━━━━━ Entries ━━━━━
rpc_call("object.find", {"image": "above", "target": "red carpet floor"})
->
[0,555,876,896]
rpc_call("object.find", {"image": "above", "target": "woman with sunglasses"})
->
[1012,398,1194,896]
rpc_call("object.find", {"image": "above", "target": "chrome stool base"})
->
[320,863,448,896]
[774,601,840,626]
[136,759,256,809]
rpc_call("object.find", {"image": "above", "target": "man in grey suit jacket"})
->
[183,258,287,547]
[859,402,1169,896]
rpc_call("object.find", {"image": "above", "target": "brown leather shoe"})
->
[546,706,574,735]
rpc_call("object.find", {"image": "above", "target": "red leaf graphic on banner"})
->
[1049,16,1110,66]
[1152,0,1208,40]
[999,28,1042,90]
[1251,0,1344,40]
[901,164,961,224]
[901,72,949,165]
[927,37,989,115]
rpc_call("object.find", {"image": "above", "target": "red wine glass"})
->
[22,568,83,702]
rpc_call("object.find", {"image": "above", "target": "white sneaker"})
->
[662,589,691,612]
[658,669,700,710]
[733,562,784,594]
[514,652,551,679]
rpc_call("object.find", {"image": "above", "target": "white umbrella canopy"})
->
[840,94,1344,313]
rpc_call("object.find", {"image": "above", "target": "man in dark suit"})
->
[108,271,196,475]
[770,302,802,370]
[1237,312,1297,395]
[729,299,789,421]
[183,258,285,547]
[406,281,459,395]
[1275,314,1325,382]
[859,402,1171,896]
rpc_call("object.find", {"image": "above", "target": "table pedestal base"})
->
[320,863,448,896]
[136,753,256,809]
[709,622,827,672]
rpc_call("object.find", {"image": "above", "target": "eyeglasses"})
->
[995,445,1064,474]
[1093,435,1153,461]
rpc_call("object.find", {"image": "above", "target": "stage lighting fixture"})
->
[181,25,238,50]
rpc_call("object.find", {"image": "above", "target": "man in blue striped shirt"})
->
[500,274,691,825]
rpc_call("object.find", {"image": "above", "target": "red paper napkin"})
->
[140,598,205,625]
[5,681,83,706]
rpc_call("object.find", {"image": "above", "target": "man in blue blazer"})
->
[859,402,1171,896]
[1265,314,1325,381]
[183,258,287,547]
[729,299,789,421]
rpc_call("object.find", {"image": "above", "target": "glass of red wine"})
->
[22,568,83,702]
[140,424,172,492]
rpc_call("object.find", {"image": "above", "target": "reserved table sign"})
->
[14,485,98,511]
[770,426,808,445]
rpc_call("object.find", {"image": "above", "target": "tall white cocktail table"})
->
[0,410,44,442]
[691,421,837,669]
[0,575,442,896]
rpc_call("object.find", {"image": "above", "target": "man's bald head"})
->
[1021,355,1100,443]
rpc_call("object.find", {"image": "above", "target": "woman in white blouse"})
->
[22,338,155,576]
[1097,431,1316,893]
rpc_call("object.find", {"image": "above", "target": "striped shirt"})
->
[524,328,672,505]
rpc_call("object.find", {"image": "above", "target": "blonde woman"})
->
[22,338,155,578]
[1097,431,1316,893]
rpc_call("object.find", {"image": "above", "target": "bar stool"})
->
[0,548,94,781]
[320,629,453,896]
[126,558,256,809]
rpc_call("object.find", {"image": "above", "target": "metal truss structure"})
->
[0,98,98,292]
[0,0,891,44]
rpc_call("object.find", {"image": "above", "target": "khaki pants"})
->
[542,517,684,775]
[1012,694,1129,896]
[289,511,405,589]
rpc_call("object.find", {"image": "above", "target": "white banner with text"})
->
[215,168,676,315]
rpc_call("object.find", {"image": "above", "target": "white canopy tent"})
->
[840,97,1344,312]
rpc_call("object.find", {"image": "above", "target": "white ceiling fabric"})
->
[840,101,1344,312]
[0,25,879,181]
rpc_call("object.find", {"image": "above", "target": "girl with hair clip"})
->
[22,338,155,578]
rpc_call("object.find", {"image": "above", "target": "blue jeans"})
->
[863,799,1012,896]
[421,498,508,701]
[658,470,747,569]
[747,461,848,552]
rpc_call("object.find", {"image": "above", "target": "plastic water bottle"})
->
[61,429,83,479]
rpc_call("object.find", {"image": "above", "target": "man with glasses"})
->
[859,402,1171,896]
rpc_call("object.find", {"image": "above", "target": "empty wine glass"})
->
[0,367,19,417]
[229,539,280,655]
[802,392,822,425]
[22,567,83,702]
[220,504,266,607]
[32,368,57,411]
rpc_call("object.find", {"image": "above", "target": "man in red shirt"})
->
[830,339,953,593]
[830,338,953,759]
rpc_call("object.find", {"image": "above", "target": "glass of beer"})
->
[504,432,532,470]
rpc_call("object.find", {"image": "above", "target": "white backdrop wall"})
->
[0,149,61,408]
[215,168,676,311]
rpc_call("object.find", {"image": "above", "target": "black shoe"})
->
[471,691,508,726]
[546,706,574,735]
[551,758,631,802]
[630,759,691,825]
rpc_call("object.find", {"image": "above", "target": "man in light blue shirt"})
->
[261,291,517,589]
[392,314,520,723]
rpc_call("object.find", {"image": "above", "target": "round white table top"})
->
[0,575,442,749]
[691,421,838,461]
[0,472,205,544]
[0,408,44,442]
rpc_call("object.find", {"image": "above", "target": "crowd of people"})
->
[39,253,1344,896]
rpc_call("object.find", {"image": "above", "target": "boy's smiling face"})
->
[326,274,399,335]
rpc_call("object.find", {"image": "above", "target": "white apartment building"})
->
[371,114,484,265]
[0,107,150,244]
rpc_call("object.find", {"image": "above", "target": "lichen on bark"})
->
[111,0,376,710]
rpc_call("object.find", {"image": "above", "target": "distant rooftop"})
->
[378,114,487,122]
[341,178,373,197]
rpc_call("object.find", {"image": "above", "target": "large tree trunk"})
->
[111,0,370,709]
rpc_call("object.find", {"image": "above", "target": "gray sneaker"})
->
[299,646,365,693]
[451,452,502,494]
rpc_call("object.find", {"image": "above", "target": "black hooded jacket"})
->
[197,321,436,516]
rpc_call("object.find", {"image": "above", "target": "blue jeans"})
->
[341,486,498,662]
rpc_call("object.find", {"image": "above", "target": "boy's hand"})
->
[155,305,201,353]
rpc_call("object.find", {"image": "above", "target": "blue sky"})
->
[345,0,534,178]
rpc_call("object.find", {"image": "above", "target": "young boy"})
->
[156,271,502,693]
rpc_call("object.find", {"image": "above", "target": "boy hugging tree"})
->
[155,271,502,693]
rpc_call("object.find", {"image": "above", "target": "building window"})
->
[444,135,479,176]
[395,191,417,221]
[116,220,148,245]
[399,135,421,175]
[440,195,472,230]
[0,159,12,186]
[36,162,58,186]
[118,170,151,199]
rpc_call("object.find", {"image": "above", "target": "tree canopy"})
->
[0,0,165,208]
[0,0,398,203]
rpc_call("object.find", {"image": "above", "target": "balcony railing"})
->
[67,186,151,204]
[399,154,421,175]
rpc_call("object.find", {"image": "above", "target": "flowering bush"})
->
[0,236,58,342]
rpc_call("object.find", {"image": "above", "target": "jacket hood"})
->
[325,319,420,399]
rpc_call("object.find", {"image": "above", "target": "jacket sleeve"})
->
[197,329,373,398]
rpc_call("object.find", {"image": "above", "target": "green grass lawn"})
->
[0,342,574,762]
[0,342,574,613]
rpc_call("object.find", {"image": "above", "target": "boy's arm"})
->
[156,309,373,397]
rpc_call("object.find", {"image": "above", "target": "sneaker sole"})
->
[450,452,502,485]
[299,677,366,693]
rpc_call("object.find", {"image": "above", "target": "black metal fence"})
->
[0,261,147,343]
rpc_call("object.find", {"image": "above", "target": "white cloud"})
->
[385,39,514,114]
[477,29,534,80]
━━━━━
* Exercise brief *
Rewrite all of the records above, substituting "object.locate" for each occurrence of "object.find" and keeping everything else unchanged.

* The output *
rpc_call("object.locate", {"image": "above", "target": "red carpet floor"})
->
[0,555,876,896]
rpc_call("object.locate", {"image": "above", "target": "woman with sunglasses"})
->
[1012,398,1194,896]
rpc_call("object.locate", {"image": "above", "target": "chrome stool base"})
->
[320,863,448,896]
[774,601,840,626]
[136,759,256,809]
rpc_call("object.locate", {"image": "above", "target": "man in grey suit jacket"})
->
[183,258,287,547]
[859,402,1169,896]
rpc_call("object.locate", {"image": "above", "target": "brown leather shoe"})
->
[546,706,574,735]
rpc_call("object.locate", {"image": "above", "target": "red leaf graphic on banner"})
->
[1049,16,1110,66]
[1152,0,1208,40]
[999,28,1042,90]
[1251,0,1344,40]
[901,164,961,224]
[901,72,949,165]
[927,37,989,115]
rpc_call("object.locate", {"image": "above", "target": "red wine glass"})
->
[22,568,83,702]
rpc_call("object.locate", {"image": "above", "target": "white sneaker"})
->
[662,589,691,612]
[658,669,700,710]
[733,562,784,594]
[514,652,551,679]
rpc_call("object.locate", {"image": "above", "target": "white umbrella canopy"})
->
[840,94,1344,313]
rpc_call("object.locate", {"image": "above", "target": "man in dark suit"})
->
[108,271,196,475]
[770,302,802,370]
[1237,312,1297,395]
[729,299,789,421]
[183,258,285,547]
[406,281,459,395]
[1275,314,1325,382]
[859,402,1171,896]
rpc_call("object.locate", {"image": "above", "target": "table pedestal base"})
->
[320,863,448,896]
[136,753,256,809]
[709,622,827,672]
rpc_call("object.locate", {"image": "above", "target": "eyeglasses"})
->
[995,445,1064,474]
[1093,435,1153,461]
rpc_call("object.locate", {"image": "above", "target": "stage lighting fixture"})
->
[181,25,238,50]
rpc_call("object.locate", {"image": "above", "target": "man in blue striped shirt"})
->
[500,274,691,825]
rpc_call("object.locate", {"image": "above", "target": "red paper napkin"})
->
[140,598,205,625]
[5,681,83,706]
rpc_call("object.locate", {"image": "above", "target": "man in blue blazer"})
->
[859,402,1171,896]
[1265,314,1325,381]
[183,258,287,547]
[729,299,789,421]
rpc_call("object.locate", {"image": "above", "target": "glass of red wine"})
->
[22,568,83,702]
[140,424,172,492]
rpc_call("object.locate", {"image": "above", "target": "reserved table sign"})
->
[14,485,98,511]
[770,426,808,445]
rpc_call("object.locate", {"image": "above", "target": "tall white cocktail table"})
->
[0,410,44,442]
[691,421,837,669]
[0,575,442,896]
rpc_call("object.locate", {"image": "above", "target": "man's bald head"})
->
[1021,355,1100,443]
rpc_call("object.locate", {"image": "above", "target": "woman in white blouse"})
->
[22,338,155,576]
[1097,431,1316,893]
rpc_call("object.locate", {"image": "above", "target": "striped shirt"})
->
[524,328,672,505]
rpc_call("object.locate", {"image": "above", "target": "blonde woman"})
->
[22,338,155,578]
[1097,431,1316,893]
rpc_call("object.locate", {"image": "above", "target": "bar stool"})
->
[0,548,94,781]
[320,629,453,896]
[126,558,256,809]
rpc_call("object.locate", {"image": "above", "target": "metal truss structure"})
->
[0,98,98,292]
[0,0,891,44]
rpc_call("object.locate", {"image": "above", "target": "khaki pants"})
->
[542,517,684,775]
[1012,694,1129,896]
[289,511,405,589]
rpc_call("object.locate", {"image": "above", "target": "white banner with text"})
->
[215,168,676,315]
rpc_call("object.locate", {"image": "above", "target": "white canopy tent"})
->
[840,97,1344,312]
rpc_call("object.locate", {"image": "above", "target": "white ceiling fabric"})
->
[840,101,1344,312]
[0,25,879,181]
rpc_call("object.locate", {"image": "above", "target": "girl with hair clip"})
->
[22,338,155,578]
rpc_call("object.locate", {"image": "above", "target": "blue jeans"})
->
[863,799,1012,896]
[421,498,508,701]
[658,470,747,569]
[747,461,848,552]
rpc_call("object.locate", {"image": "above", "target": "plastic water bottle"})
->
[61,429,83,479]
rpc_call("object.locate", {"image": "above", "target": "man with glasses"})
->
[859,402,1171,896]
rpc_call("object.locate", {"image": "above", "target": "empty wine glass"})
->
[0,367,19,417]
[229,539,280,655]
[802,392,822,425]
[22,567,83,702]
[220,504,266,607]
[32,368,57,411]
rpc_call("object.locate", {"image": "above", "target": "man in red shirt"})
->
[830,339,953,593]
[830,338,953,759]
rpc_call("object.locate", {"image": "above", "target": "glass of beer"})
->
[504,432,532,470]
rpc_call("object.locate", {"image": "above", "target": "white backdrop wall"})
->
[0,149,61,408]
[215,168,676,311]
rpc_call("object.locate", {"image": "above", "target": "black shoe"})
->
[471,691,508,726]
[546,706,574,735]
[551,758,631,802]
[630,759,691,825]
rpc_call("object.locate", {"image": "above", "target": "man in light blue shirt"})
->
[261,291,517,589]
[392,314,520,723]
rpc_call("object.locate", {"image": "above", "target": "round white table top"})
->
[0,575,442,749]
[691,421,838,461]
[0,472,205,544]
[0,408,44,442]
rpc_call("object.locate", {"image": "above", "target": "crowd of people"})
->
[39,253,1344,896]
rpc_call("object.locate", {"image": "above", "target": "boy's smiling face"})
->
[326,274,399,335]
rpc_call("object.locate", {"image": "above", "target": "white apartment building"})
->
[371,114,484,265]
[0,107,150,244]
rpc_call("object.locate", {"image": "above", "target": "lichen on bark"})
->
[111,0,376,710]
rpc_call("object.locate", {"image": "above", "target": "distant rooftop"})
->
[378,114,487,122]
[341,178,373,197]
rpc_call("object.locate", {"image": "above", "target": "large tree trunk"})
->
[111,0,370,709]
rpc_call("object.locate", {"image": "above", "target": "gray sneaker"})
->
[299,646,365,693]
[451,452,502,494]
rpc_call("object.locate", {"image": "above", "target": "black hooded jacket"})
->
[197,321,436,516]
rpc_call("object.locate", {"image": "above", "target": "blue jeans"})
->
[341,486,498,662]
rpc_call("object.locate", {"image": "above", "target": "boy's hand"})
->
[155,305,201,353]
rpc_call("object.locate", {"image": "above", "target": "blue sky"})
->
[345,0,534,178]
rpc_call("object.locate", {"image": "above", "target": "young boy"})
->
[156,271,502,693]
rpc_call("object.locate", {"image": "above", "target": "boy hugging tree"})
->
[155,271,502,693]
rpc_call("object.locate", {"image": "above", "target": "building window"})
->
[444,135,479,176]
[395,191,417,221]
[116,220,148,245]
[399,135,421,175]
[440,195,472,230]
[0,159,12,186]
[36,162,58,186]
[118,170,151,199]
rpc_call("object.locate", {"image": "above", "target": "tree canopy"})
->
[0,0,165,208]
[0,0,398,203]
rpc_call("object.locate", {"image": "above", "target": "balcony railing"})
->
[67,186,151,204]
[399,154,421,175]
rpc_call("object.locate", {"image": "above", "target": "flowering bush"})
->
[0,236,58,342]
rpc_call("object.locate", {"image": "above", "target": "jacket hood"})
->
[325,319,420,399]
rpc_call("object.locate", {"image": "above", "target": "jacket sleeve"})
->
[197,329,373,398]
rpc_call("object.locate", {"image": "above", "target": "green grass lawn"})
->
[0,342,574,762]
[0,342,574,613]
rpc_call("object.locate", {"image": "above", "target": "boy's arm"})
->
[156,309,373,397]
rpc_call("object.locate", {"image": "above", "target": "sneaker sole"})
->
[450,452,502,485]
[299,677,366,693]
rpc_call("object.locate", {"image": "above", "target": "black metal fence"})
->
[0,261,147,343]
rpc_call("object.locate", {"image": "above", "target": "white cloud"})
->
[385,39,514,114]
[477,29,534,80]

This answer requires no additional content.